### THE TASK
Put every line of the records below into a JSON list of strings, one string per line, and leave out any blank lines.

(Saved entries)
________________________
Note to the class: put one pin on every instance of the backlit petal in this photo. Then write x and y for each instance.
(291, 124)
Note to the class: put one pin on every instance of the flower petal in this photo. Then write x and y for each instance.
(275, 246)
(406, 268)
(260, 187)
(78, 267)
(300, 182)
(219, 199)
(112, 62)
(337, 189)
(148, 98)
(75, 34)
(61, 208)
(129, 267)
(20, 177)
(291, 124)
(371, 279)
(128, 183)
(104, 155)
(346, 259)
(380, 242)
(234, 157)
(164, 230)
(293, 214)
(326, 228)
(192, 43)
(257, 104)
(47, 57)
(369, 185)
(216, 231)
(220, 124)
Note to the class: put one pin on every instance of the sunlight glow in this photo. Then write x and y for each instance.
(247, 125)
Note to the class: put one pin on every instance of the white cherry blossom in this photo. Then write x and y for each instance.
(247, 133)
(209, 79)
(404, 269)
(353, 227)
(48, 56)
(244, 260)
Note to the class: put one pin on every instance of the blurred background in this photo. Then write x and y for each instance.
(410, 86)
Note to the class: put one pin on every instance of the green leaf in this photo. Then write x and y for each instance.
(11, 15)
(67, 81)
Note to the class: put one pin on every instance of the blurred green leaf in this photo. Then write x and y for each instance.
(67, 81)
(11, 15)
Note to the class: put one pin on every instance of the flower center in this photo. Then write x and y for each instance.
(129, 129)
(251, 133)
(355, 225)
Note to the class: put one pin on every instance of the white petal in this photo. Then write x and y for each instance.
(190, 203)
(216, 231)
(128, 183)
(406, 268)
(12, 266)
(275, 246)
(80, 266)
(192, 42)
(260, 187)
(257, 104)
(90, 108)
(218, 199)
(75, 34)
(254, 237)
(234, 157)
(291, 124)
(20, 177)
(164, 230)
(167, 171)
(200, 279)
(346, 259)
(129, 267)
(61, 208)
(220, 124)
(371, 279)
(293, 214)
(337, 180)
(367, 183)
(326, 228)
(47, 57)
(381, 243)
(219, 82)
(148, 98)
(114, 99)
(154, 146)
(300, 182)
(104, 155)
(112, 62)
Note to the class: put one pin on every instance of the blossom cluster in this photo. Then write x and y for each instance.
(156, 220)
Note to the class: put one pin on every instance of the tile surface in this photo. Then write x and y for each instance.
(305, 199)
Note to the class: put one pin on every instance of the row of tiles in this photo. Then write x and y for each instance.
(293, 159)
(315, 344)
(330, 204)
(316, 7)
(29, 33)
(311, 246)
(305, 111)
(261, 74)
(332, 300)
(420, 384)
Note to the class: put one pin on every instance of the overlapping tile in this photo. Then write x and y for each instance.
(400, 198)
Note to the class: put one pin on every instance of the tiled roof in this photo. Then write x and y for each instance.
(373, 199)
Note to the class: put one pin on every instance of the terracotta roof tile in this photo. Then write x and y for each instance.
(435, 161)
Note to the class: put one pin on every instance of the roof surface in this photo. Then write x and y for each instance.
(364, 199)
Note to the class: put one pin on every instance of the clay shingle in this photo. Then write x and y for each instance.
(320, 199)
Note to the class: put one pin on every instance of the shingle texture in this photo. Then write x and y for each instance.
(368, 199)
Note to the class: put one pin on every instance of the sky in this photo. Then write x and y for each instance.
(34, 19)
________________________
### FINAL RESULT
[
  "Note to the class: put one pin on every instance of the backlit petal in this photo. Then write x and y for each instance.",
  "(291, 124)",
  "Note to the class: put one pin on every instance of the flower petal in this photo. Then write x and y for each instance.",
  "(275, 246)",
  "(406, 268)",
  "(260, 187)",
  "(78, 267)",
  "(300, 182)",
  "(219, 199)",
  "(112, 62)",
  "(337, 189)",
  "(148, 98)",
  "(75, 34)",
  "(61, 208)",
  "(129, 267)",
  "(20, 177)",
  "(291, 124)",
  "(371, 279)",
  "(128, 183)",
  "(104, 155)",
  "(346, 259)",
  "(380, 242)",
  "(234, 157)",
  "(164, 230)",
  "(293, 214)",
  "(326, 228)",
  "(192, 43)",
  "(257, 104)",
  "(47, 57)",
  "(369, 185)",
  "(216, 231)",
  "(220, 124)",
  "Note to the class: put one pin on every instance of the sunlight glow in this photo. Then write x and y for each instance.",
  "(247, 125)",
  "Note to the class: put one pin on every instance of the white cherry blossom in this photo. Then write x and y for each instance.",
  "(247, 133)",
  "(209, 79)",
  "(404, 269)",
  "(353, 227)",
  "(48, 56)",
  "(244, 260)",
  "Note to the class: put one pin on every instance of the blurred background in this photo. Then write x and y for each instance.",
  "(410, 86)",
  "Note to the class: put one pin on every instance of the green leaf in this photo. Then write x and y for each instance.",
  "(11, 15)",
  "(67, 81)",
  "Note to the class: put one pin on every instance of the blurred green leaf in this photo. Then write x and y for each instance.",
  "(67, 81)",
  "(11, 15)",
  "Note to the class: put one pin on every instance of the flower center in this photo. Then write x and y for each instance.",
  "(129, 129)",
  "(251, 133)",
  "(355, 225)",
  "Note to the class: put one pin on every instance of the white petal in this photo. Then write x and y for each instance.",
  "(190, 203)",
  "(216, 231)",
  "(128, 183)",
  "(406, 268)",
  "(12, 266)",
  "(275, 246)",
  "(80, 266)",
  "(192, 42)",
  "(260, 187)",
  "(257, 104)",
  "(90, 108)",
  "(218, 199)",
  "(75, 34)",
  "(254, 237)",
  "(234, 157)",
  "(291, 124)",
  "(20, 177)",
  "(164, 230)",
  "(167, 171)",
  "(200, 279)",
  "(346, 259)",
  "(129, 267)",
  "(61, 208)",
  "(220, 124)",
  "(371, 279)",
  "(293, 214)",
  "(337, 180)",
  "(367, 183)",
  "(326, 228)",
  "(47, 57)",
  "(381, 243)",
  "(219, 82)",
  "(148, 98)",
  "(114, 99)",
  "(154, 146)",
  "(300, 182)",
  "(104, 155)",
  "(112, 62)",
  "Note to the class: put one pin on every instance of the blossom cluster in this photo. Then write x and y for each instance.",
  "(156, 220)",
  "Note to the class: put one pin on every instance of the tile surface in this photo. Then write x and y for each instance.",
  "(305, 199)",
  "Note to the class: put one pin on every instance of the row of tiles in this photo. Then write x and y for each instance.",
  "(293, 159)",
  "(315, 344)",
  "(330, 204)",
  "(316, 7)",
  "(29, 33)",
  "(311, 246)",
  "(305, 111)",
  "(261, 74)",
  "(332, 300)",
  "(420, 384)",
  "Note to the class: put one pin on every instance of the overlapping tile in this photo. Then write x and y for each instance.",
  "(400, 198)",
  "Note to the class: put one pin on every instance of the tiled roof in this photo. Then write x and y for each instance.",
  "(373, 199)",
  "Note to the class: put one pin on every instance of the terracotta roof tile in this photo. Then write x and y for each instance.",
  "(435, 161)",
  "Note to the class: put one pin on every instance of the roof surface in this photo. Then write x and y for each instance.",
  "(364, 199)",
  "Note to the class: put one pin on every instance of the clay shingle in this photo. Then write x and y for each instance.",
  "(320, 199)",
  "Note to the class: put one pin on every instance of the shingle texture in this photo. Then write x and y for each instance.",
  "(368, 199)",
  "Note to the class: put one pin on every instance of the sky in this photo. Then write x and y for each instance.",
  "(34, 19)"
]